(Entries from a point annotation set)
___
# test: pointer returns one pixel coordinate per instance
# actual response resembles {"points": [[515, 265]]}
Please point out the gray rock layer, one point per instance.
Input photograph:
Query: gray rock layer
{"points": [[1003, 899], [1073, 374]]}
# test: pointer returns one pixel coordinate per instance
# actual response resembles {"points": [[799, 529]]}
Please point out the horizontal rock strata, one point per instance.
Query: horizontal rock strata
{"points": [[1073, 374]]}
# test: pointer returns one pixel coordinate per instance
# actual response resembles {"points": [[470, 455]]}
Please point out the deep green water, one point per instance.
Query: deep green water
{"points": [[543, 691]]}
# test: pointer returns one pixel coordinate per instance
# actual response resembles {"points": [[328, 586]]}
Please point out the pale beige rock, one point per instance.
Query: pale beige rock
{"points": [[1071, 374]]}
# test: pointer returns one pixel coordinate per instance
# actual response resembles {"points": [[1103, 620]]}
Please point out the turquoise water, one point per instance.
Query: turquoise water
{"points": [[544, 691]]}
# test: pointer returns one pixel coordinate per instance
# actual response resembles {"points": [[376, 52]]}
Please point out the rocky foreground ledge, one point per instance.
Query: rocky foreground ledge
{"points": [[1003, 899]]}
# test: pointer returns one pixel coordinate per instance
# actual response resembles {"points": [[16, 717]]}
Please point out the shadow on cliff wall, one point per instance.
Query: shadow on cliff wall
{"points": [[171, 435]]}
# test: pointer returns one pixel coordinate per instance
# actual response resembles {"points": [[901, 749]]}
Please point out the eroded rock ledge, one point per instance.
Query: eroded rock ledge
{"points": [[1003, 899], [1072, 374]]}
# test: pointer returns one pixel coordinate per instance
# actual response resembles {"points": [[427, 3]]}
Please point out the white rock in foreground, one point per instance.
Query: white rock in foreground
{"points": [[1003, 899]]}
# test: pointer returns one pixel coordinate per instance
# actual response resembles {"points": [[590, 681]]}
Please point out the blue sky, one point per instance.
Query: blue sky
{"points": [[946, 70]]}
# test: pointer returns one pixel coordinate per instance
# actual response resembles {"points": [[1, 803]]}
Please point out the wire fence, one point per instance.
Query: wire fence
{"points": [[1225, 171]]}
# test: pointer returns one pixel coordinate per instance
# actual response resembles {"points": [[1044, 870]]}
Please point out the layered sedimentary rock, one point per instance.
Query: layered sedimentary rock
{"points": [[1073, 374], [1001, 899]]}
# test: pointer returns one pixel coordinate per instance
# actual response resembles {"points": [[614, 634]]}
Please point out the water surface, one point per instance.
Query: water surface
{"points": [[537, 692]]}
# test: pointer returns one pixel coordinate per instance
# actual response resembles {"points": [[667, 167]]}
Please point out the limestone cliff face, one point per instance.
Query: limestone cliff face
___
Problem to work on -> Please gather every line of the data above that contains the word "turquoise", copying each line in full. The match is case-sensitive.

Response to the task ->
Please point out the turquoise water, one point per instance.
Query: turquoise water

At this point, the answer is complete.